> _EXERCISE INPUTS_
►

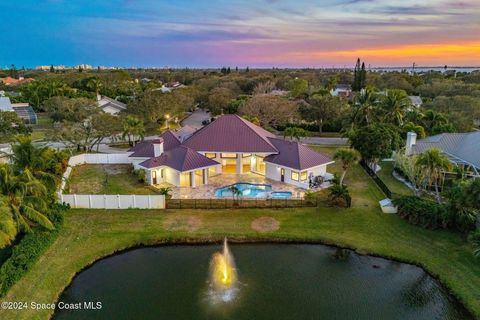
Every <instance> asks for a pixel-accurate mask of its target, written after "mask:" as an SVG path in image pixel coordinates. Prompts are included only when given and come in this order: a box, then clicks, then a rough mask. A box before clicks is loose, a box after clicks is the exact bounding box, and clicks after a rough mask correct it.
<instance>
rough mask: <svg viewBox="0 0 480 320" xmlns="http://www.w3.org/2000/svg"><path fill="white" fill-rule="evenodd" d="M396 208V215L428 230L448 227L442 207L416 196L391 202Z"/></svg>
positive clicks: (405, 198) (446, 220) (439, 205)
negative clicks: (392, 203) (425, 228)
mask: <svg viewBox="0 0 480 320" xmlns="http://www.w3.org/2000/svg"><path fill="white" fill-rule="evenodd" d="M393 203H394V204H395V205H396V206H398V215H399V216H400V217H401V218H403V219H405V220H407V221H408V222H410V223H411V224H414V225H418V226H421V227H424V228H428V229H437V228H444V227H446V226H447V225H448V223H447V222H448V220H449V217H448V212H447V211H446V210H445V207H444V206H443V205H440V204H438V203H436V202H434V201H431V200H427V199H423V198H419V197H416V196H403V197H400V198H397V199H394V200H393Z"/></svg>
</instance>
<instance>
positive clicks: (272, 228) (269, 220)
mask: <svg viewBox="0 0 480 320" xmlns="http://www.w3.org/2000/svg"><path fill="white" fill-rule="evenodd" d="M251 227H252V229H253V230H255V231H258V232H271V231H277V230H278V229H280V222H279V221H278V220H277V219H274V218H272V217H260V218H258V219H255V220H253V222H252V225H251Z"/></svg>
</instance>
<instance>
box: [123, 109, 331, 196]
mask: <svg viewBox="0 0 480 320" xmlns="http://www.w3.org/2000/svg"><path fill="white" fill-rule="evenodd" d="M129 152H131V154H130V155H129V157H130V158H131V159H132V163H133V165H134V166H135V168H136V169H144V170H145V171H146V172H147V180H148V182H149V183H150V184H152V185H156V184H159V183H162V182H167V183H171V184H173V185H175V186H188V187H195V186H200V185H204V184H208V178H209V177H212V176H215V175H219V174H239V175H240V174H244V173H255V174H259V175H263V176H265V177H266V178H269V179H272V180H276V181H282V182H285V183H289V184H292V185H295V186H298V187H301V188H305V189H307V188H308V187H309V180H310V179H311V178H313V177H316V176H324V175H325V174H326V172H327V165H328V164H331V163H333V161H332V160H331V159H330V158H329V157H327V156H325V155H323V154H320V153H317V152H315V151H313V150H312V149H310V148H308V147H306V146H304V145H302V144H300V143H298V142H293V141H287V140H284V139H279V138H277V137H276V136H275V135H274V134H272V133H270V132H268V131H266V130H264V129H263V128H261V127H258V126H256V125H254V124H253V123H251V122H249V121H247V120H245V119H243V118H241V117H239V116H237V115H230V114H229V115H223V116H221V117H219V118H218V119H217V120H215V121H213V122H212V123H210V124H209V125H207V126H205V127H203V128H202V129H200V130H198V131H196V132H195V133H193V134H192V135H191V137H189V138H187V139H186V140H184V141H181V140H180V139H179V138H178V136H177V134H176V133H175V132H174V131H171V130H169V131H166V132H164V133H162V134H161V135H160V137H159V139H155V140H147V141H143V142H141V143H139V144H137V145H136V146H135V147H133V148H131V149H130V150H129Z"/></svg>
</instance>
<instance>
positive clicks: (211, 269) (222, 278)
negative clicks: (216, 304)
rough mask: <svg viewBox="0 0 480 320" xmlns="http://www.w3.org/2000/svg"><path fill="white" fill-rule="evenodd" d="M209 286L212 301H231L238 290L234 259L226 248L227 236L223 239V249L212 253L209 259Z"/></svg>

◄

> _WORK TO COMPLETE_
Rewrite all the records with every instance of "rough mask" changed to "coarse mask" and everything else left as it is. Leave the pictures out of your answer.

> _YOUR SOLUTION_
Every <instance> asks for a pixel-accurate mask of its target, written after "mask:" as an SVG path in image pixel coordinates. Prompts are included only when given and come in this order: a box, then clicks, then a coarse mask. A box before clicks is loose, a box after clicks is the exact bounding box, and clicks after a coarse mask correct it.
<instance>
coarse mask: <svg viewBox="0 0 480 320" xmlns="http://www.w3.org/2000/svg"><path fill="white" fill-rule="evenodd" d="M396 208V215L428 230L448 227L442 207L416 196L391 202Z"/></svg>
positive clicks: (405, 198) (446, 220) (439, 205)
negative clicks: (392, 203) (425, 228)
mask: <svg viewBox="0 0 480 320" xmlns="http://www.w3.org/2000/svg"><path fill="white" fill-rule="evenodd" d="M393 203H394V204H395V205H396V206H398V215H399V216H400V217H401V218H403V219H405V220H407V221H408V222H410V223H411V224H414V225H418V226H421V227H424V228H428V229H437V228H444V227H446V226H447V225H448V223H447V222H448V220H449V217H448V212H447V211H446V210H445V207H444V206H443V205H440V204H438V203H436V202H434V201H431V200H427V199H423V198H419V197H416V196H403V197H400V198H397V199H394V200H393Z"/></svg>
</instance>
<instance>
positive clicks: (272, 228) (269, 220)
mask: <svg viewBox="0 0 480 320" xmlns="http://www.w3.org/2000/svg"><path fill="white" fill-rule="evenodd" d="M251 227H252V229H253V230H255V231H258V232H271V231H277V230H278V229H280V222H279V221H278V220H277V219H274V218H272V217H260V218H258V219H255V220H253V222H252V225H251Z"/></svg>
</instance>
<instance>
box: [123, 109, 331, 196]
mask: <svg viewBox="0 0 480 320" xmlns="http://www.w3.org/2000/svg"><path fill="white" fill-rule="evenodd" d="M129 152H131V154H130V155H129V157H130V158H131V159H132V163H133V165H134V166H135V168H136V169H144V170H145V171H146V172H147V180H148V182H149V183H150V184H152V185H156V184H159V183H162V182H167V183H171V184H173V185H175V186H188V187H195V186H200V185H204V184H208V178H209V177H212V176H215V175H219V174H239V175H240V174H244V173H255V174H259V175H263V176H265V177H266V178H269V179H272V180H276V181H282V182H285V183H289V184H292V185H295V186H298V187H301V188H305V189H307V188H308V187H309V180H310V179H311V178H313V177H316V176H324V175H325V174H326V172H327V165H328V164H331V163H333V161H332V160H331V159H330V158H329V157H327V156H325V155H323V154H320V153H317V152H315V151H313V150H312V149H310V148H308V147H306V146H304V145H302V144H300V143H298V142H293V141H287V140H284V139H279V138H277V137H276V136H275V135H274V134H272V133H270V132H268V131H266V130H264V129H263V128H261V127H258V126H256V125H254V124H253V123H251V122H249V121H247V120H245V119H243V118H241V117H239V116H237V115H230V114H229V115H223V116H221V117H219V118H218V119H217V120H215V121H213V122H212V123H210V124H209V125H207V126H205V127H203V128H202V129H200V130H198V131H196V132H195V133H193V134H192V135H191V137H189V138H187V139H186V140H184V141H181V140H180V139H179V138H178V136H177V134H176V133H175V132H174V131H171V130H169V131H166V132H164V133H162V134H161V135H160V137H159V139H155V140H147V141H143V142H141V143H139V144H137V145H136V146H135V147H133V148H131V149H130V150H129Z"/></svg>
</instance>
<instance>
positive clicks: (211, 269) (222, 278)
negative clicks: (216, 304)
coarse mask: <svg viewBox="0 0 480 320" xmlns="http://www.w3.org/2000/svg"><path fill="white" fill-rule="evenodd" d="M209 286L212 301H231L238 290L234 259L226 248L227 236L223 239V249L212 253L209 259Z"/></svg>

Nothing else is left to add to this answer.